→ PROMPT
Of all the entries below, retype only the lines from the one with "positive clicks: (399, 113)" through the one with "rough mask: <svg", exactly as they appear.

→ DATA
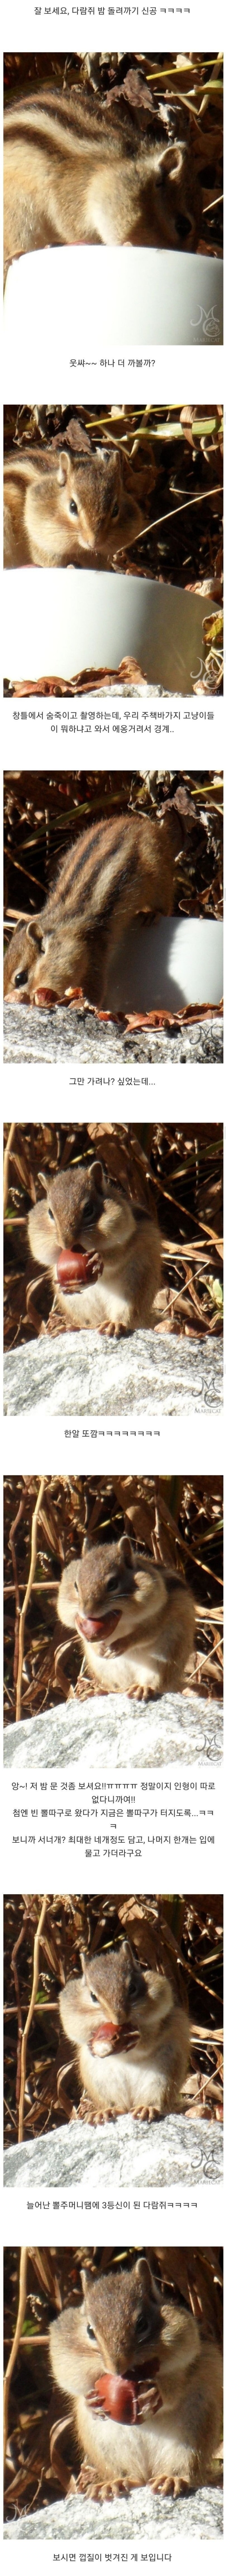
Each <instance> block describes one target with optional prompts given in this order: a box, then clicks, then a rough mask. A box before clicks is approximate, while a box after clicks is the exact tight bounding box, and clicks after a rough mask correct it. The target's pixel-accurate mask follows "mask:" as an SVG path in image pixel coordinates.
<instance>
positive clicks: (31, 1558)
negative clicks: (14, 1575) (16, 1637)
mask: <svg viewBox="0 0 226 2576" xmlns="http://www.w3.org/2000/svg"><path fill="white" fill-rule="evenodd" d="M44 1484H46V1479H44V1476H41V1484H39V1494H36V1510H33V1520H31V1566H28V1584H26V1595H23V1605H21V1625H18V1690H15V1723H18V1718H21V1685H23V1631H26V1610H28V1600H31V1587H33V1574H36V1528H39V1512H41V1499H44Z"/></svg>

--

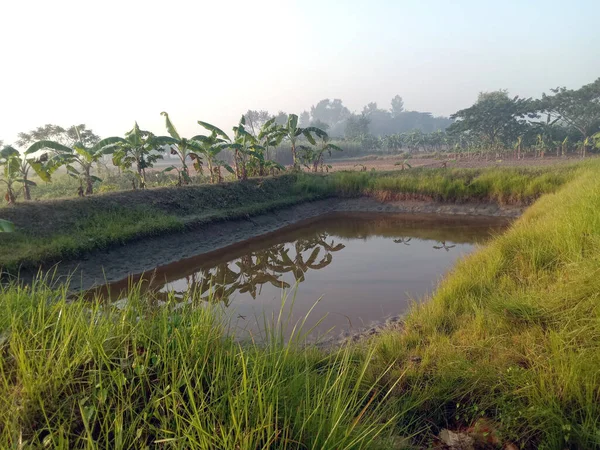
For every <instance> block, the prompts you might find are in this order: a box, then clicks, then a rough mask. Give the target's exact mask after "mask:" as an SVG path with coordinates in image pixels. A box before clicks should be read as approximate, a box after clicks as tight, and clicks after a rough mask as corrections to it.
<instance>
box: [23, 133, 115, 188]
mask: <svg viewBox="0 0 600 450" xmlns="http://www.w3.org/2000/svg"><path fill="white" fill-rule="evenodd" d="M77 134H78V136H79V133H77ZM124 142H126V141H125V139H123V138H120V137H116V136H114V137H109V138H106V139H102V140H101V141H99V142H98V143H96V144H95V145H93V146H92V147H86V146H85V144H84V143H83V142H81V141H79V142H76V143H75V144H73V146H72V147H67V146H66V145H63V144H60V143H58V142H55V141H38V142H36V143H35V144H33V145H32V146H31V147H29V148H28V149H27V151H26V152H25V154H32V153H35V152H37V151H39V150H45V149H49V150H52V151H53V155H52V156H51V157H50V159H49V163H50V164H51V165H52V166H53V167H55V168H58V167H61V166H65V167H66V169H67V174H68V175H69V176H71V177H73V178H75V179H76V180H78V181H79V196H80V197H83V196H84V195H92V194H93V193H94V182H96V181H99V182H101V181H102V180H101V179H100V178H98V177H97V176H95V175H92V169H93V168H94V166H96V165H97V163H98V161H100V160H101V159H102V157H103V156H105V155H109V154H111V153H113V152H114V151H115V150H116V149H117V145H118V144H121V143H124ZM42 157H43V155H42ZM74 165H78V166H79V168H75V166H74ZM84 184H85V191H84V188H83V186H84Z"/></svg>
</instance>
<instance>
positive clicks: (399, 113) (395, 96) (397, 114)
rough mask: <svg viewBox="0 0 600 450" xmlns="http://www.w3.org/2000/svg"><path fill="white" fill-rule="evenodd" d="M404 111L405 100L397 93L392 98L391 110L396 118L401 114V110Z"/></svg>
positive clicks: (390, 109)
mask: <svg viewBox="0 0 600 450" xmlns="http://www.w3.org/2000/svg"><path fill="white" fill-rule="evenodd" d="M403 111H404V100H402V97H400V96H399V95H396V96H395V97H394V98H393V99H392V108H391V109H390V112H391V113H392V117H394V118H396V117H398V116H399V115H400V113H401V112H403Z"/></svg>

---

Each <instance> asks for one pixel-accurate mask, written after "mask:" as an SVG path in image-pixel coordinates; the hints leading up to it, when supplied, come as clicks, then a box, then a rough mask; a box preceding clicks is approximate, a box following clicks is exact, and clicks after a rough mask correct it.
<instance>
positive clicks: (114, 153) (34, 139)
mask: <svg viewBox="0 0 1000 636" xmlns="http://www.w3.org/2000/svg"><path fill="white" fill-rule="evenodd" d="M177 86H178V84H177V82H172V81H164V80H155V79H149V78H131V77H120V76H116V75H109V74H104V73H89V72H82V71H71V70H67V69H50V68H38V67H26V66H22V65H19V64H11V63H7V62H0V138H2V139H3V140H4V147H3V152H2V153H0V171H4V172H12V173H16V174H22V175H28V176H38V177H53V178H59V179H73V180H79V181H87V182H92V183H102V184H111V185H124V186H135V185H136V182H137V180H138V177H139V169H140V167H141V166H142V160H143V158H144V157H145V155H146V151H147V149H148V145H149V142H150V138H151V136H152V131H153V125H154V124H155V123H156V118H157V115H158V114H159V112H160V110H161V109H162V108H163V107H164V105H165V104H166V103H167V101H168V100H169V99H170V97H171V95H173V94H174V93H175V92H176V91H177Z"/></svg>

→ FINAL ANSWER
positive clicks: (399, 113) (395, 96) (397, 114)
rough mask: <svg viewBox="0 0 600 450" xmlns="http://www.w3.org/2000/svg"><path fill="white" fill-rule="evenodd" d="M404 111L405 100L397 93L392 98L391 110L396 118L401 114V110Z"/></svg>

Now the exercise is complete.